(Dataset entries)
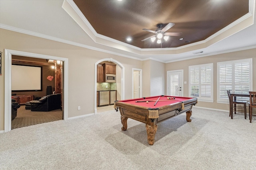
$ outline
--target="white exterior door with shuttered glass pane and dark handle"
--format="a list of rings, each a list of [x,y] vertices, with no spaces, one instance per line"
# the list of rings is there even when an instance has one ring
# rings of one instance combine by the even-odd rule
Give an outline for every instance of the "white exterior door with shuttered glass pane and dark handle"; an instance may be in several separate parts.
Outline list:
[[[183,70],[167,71],[167,95],[183,96]]]

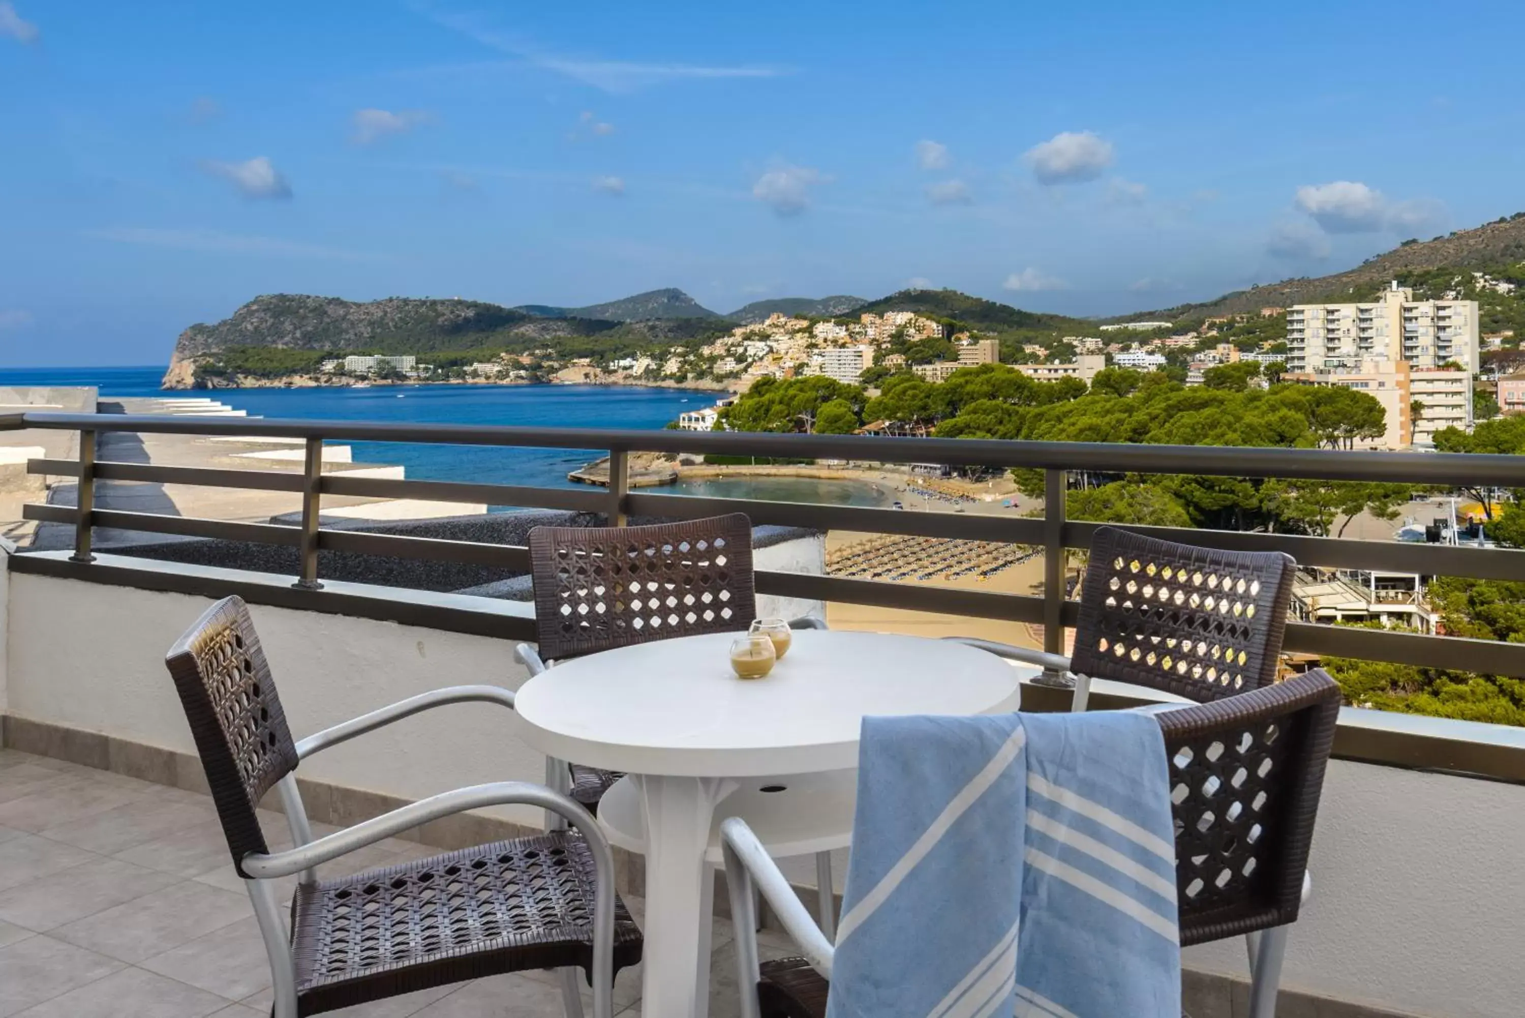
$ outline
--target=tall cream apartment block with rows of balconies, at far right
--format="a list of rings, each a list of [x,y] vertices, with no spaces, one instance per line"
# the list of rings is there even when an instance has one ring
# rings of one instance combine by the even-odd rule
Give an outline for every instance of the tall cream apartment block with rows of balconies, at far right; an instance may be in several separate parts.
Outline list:
[[[1362,360],[1415,369],[1478,369],[1478,302],[1415,301],[1397,282],[1372,304],[1299,304],[1287,311],[1287,369],[1354,369]]]

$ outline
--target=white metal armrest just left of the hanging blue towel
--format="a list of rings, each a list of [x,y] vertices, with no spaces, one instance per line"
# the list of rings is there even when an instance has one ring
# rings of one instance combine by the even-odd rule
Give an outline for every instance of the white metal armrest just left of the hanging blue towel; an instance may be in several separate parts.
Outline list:
[[[795,888],[788,885],[788,879],[779,871],[747,823],[740,817],[721,823],[720,846],[726,858],[726,887],[730,891],[737,975],[743,987],[743,1001],[746,1003],[747,991],[755,987],[758,981],[758,923],[752,902],[753,884],[762,891],[773,914],[784,923],[784,931],[799,946],[811,968],[831,978],[831,960],[836,949],[820,933],[810,910],[795,896]],[[747,1012],[743,1010],[743,1015]]]

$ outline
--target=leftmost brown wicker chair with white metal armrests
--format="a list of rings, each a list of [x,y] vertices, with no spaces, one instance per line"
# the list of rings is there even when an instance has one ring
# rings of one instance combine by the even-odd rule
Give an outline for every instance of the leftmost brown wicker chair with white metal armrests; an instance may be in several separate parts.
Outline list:
[[[293,742],[249,609],[214,604],[166,656],[212,788],[233,867],[270,955],[274,1018],[296,1018],[430,986],[560,969],[581,1016],[575,971],[608,1018],[615,972],[640,960],[640,931],[613,890],[613,855],[587,810],[538,784],[500,781],[435,795],[314,839],[297,763],[418,711],[459,702],[512,708],[508,690],[464,685],[401,701]],[[271,853],[255,813],[278,789],[296,847]],[[576,827],[322,881],[316,867],[430,820],[503,803],[557,810]],[[274,879],[299,873],[287,929]]]

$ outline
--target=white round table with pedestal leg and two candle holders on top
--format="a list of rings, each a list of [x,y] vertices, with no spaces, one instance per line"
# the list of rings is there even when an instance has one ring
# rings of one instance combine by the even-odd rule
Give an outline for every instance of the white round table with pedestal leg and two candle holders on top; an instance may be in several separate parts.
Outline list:
[[[1013,667],[964,644],[886,633],[799,630],[764,679],[730,672],[737,633],[683,636],[575,658],[515,696],[537,749],[607,771],[639,791],[647,833],[642,1010],[705,1013],[715,806],[744,778],[857,766],[869,714],[1017,710]]]

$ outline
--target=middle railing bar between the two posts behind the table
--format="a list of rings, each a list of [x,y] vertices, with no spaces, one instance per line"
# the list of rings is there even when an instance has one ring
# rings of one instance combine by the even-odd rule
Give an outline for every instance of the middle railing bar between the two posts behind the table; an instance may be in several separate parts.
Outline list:
[[[917,513],[913,510],[886,510],[863,505],[761,502],[755,499],[697,498],[647,491],[631,491],[627,501],[633,514],[660,516],[663,519],[703,519],[724,513],[746,513],[753,523],[805,527],[822,531],[851,530],[871,534],[1000,540],[1013,545],[1034,545],[1043,540],[1042,520],[1026,517]]]

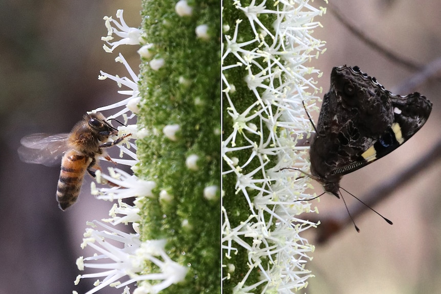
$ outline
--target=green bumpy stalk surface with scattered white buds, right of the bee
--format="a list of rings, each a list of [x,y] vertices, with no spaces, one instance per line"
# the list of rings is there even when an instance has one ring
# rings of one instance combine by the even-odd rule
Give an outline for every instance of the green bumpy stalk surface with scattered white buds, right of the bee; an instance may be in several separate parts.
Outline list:
[[[154,198],[141,209],[141,240],[166,239],[168,256],[187,265],[185,281],[161,293],[220,292],[220,2],[188,1],[192,14],[179,16],[176,1],[143,1],[145,41],[152,58],[141,63],[137,141],[138,176],[154,180]],[[209,39],[195,28],[208,25]],[[152,59],[164,59],[159,70]],[[163,133],[179,125],[175,140]],[[197,155],[196,169],[186,166]],[[204,189],[216,186],[215,199]],[[160,197],[160,195],[167,195]],[[146,273],[157,272],[146,264]]]

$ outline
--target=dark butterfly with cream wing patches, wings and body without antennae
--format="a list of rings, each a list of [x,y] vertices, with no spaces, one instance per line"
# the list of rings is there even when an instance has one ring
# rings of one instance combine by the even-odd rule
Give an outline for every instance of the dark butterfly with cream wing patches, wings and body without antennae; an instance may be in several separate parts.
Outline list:
[[[431,109],[421,94],[394,95],[358,66],[334,67],[311,144],[311,174],[339,197],[343,175],[401,146]]]

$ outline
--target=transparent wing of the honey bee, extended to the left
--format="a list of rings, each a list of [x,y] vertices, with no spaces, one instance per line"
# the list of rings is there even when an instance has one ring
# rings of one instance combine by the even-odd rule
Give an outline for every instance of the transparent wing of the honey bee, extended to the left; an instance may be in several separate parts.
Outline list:
[[[69,133],[28,135],[20,140],[21,146],[18,148],[18,155],[20,160],[26,163],[46,166],[59,165],[63,153],[69,149],[68,138]]]

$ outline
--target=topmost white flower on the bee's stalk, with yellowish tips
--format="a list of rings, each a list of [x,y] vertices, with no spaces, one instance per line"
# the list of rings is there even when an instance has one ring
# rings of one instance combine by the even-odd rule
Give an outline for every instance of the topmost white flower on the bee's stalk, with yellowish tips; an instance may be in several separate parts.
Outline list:
[[[112,16],[104,16],[105,26],[107,28],[107,36],[102,37],[101,40],[106,41],[110,46],[112,46],[112,48],[108,48],[106,45],[103,45],[103,49],[105,52],[112,53],[115,48],[117,48],[121,44],[139,45],[142,41],[142,30],[137,28],[130,28],[129,26],[127,26],[122,16],[122,13],[122,9],[119,9],[116,13],[116,16],[120,20],[120,23],[113,19]],[[112,24],[115,27],[113,27]],[[114,39],[114,37],[112,36],[114,33],[118,37],[121,37],[121,39],[119,41],[110,42]]]

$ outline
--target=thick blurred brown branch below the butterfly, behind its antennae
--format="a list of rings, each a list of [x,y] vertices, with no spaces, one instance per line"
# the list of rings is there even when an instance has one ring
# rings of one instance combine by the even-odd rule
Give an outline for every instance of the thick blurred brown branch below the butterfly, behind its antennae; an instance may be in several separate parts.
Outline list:
[[[390,194],[396,189],[402,187],[419,176],[420,173],[426,171],[431,165],[437,163],[437,160],[441,157],[441,139],[435,144],[435,146],[421,159],[413,163],[407,169],[403,170],[401,173],[396,174],[394,177],[389,178],[383,184],[377,186],[370,190],[366,195],[362,197],[363,201],[373,207],[380,201],[386,199]],[[353,218],[359,217],[368,208],[366,208],[362,203],[356,202],[353,206],[349,208]],[[342,215],[345,215],[342,217]],[[308,219],[311,221],[318,221],[317,216],[308,215]],[[346,213],[338,213],[333,216],[328,216],[325,218],[320,218],[321,224],[317,227],[317,243],[324,243],[330,238],[337,235],[347,224],[352,224],[349,216]]]

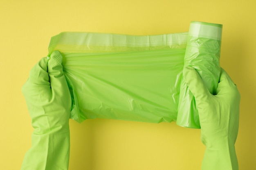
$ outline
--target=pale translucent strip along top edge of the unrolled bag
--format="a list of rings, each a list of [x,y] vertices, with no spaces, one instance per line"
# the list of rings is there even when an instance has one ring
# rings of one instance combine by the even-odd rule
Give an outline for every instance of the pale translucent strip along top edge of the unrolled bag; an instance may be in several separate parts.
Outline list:
[[[188,33],[121,35],[112,33],[63,32],[51,38],[49,54],[61,52],[130,52],[186,48]]]

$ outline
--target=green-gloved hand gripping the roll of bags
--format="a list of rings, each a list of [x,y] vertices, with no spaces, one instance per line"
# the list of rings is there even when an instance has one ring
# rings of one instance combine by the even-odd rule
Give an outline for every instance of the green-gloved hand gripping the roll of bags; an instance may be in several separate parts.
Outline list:
[[[216,95],[212,95],[194,68],[185,68],[183,74],[195,97],[201,140],[206,145],[202,170],[238,170],[234,144],[238,134],[240,94],[236,85],[221,69]]]

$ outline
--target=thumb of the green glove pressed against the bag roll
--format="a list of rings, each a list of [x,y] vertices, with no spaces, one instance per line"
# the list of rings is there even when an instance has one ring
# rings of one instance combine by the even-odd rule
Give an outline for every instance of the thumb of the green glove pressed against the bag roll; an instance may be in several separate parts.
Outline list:
[[[188,84],[189,90],[195,97],[197,106],[209,101],[212,96],[207,87],[204,85],[202,78],[193,67],[186,67],[183,69],[183,77]]]

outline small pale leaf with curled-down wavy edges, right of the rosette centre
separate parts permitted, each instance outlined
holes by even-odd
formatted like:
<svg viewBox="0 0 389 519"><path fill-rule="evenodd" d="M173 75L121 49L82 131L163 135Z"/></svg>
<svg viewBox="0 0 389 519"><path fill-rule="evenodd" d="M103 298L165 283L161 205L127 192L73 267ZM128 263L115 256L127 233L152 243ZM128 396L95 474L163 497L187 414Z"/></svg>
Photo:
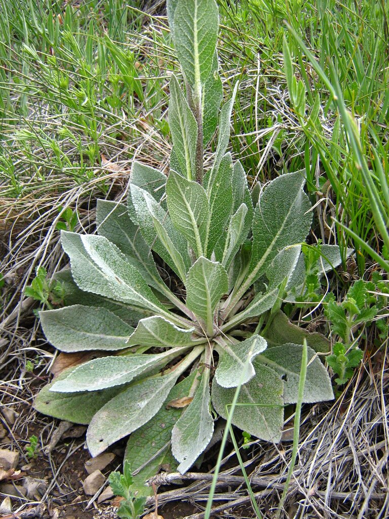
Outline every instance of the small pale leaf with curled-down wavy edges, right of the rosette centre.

**Required work:** Copy each line above that contains the string "between".

**Your response:**
--target=middle railing bar between the two posts behind the table
Give an outline for every instance of the middle railing bar between the two posts behind the table; an instance may be in several separate parts.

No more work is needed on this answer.